[Data Boundary: Start]

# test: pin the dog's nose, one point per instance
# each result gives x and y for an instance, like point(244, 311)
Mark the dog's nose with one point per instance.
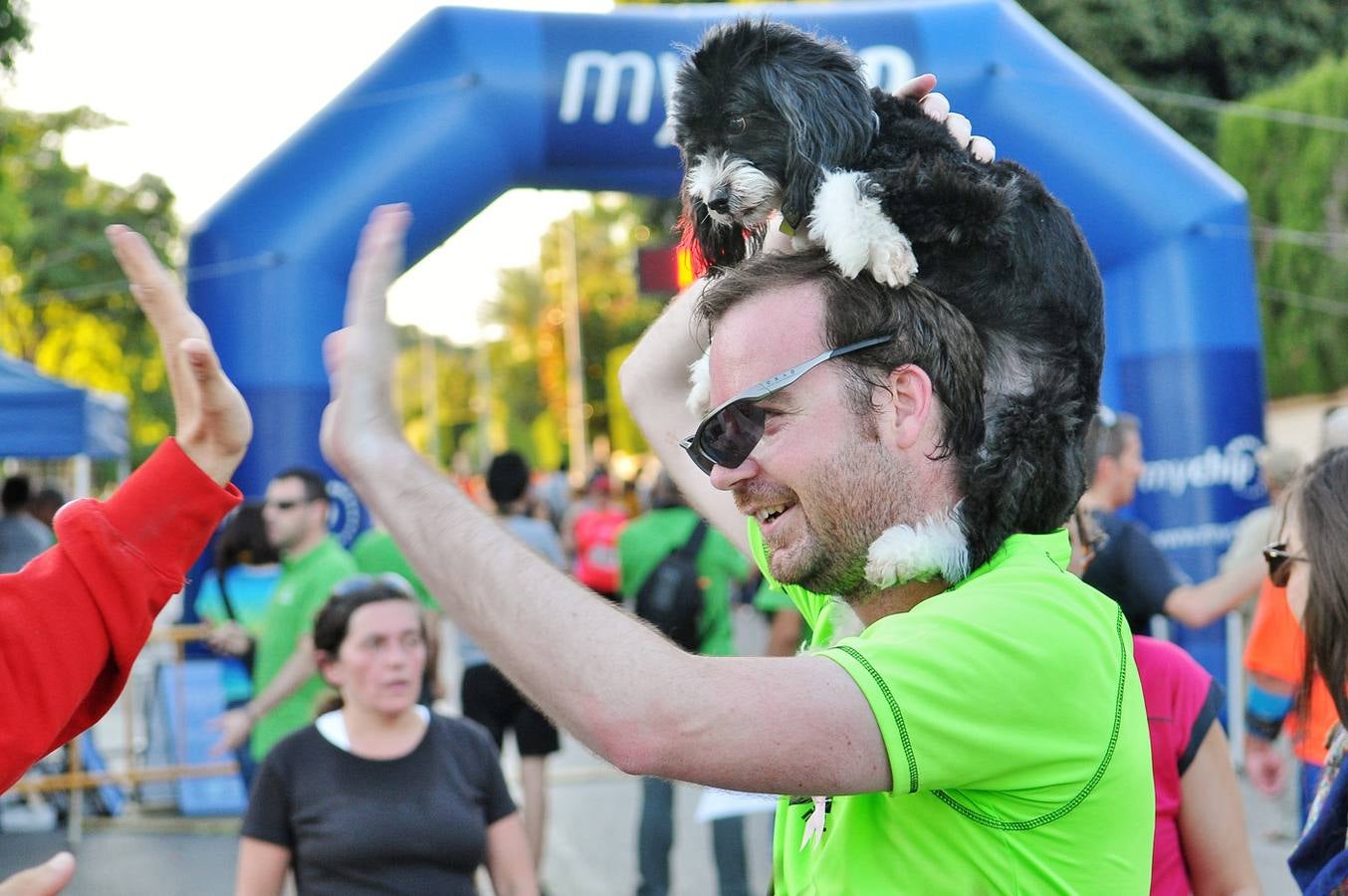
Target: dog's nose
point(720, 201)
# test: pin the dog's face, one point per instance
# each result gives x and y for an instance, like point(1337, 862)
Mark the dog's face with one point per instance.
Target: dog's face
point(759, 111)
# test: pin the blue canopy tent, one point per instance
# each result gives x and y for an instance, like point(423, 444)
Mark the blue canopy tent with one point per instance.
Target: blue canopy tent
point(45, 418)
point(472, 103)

[Data Boundary: End]

Your goal |
Only the text of the entries belongs in the answer, copied exactly; the pictures stay out.

Exercise result |
# test: pin the dog's nose, one point per instance
# each result gives x and y for an instance, like point(244, 311)
Mark the dog's nose with one point per instance.
Target: dog's nose
point(720, 201)
# test: pin the dog's face, one point per instance
# each result gives x and y for an instance, like point(1337, 862)
Mark the dog's face with one point per instance.
Target: dog's face
point(759, 111)
# test: pin the blue canopy tent, one point per instance
# each result gives x and y for an instance, like point(423, 444)
Mark the blue canopy tent with one point per instance.
Target: blue canopy tent
point(45, 418)
point(472, 103)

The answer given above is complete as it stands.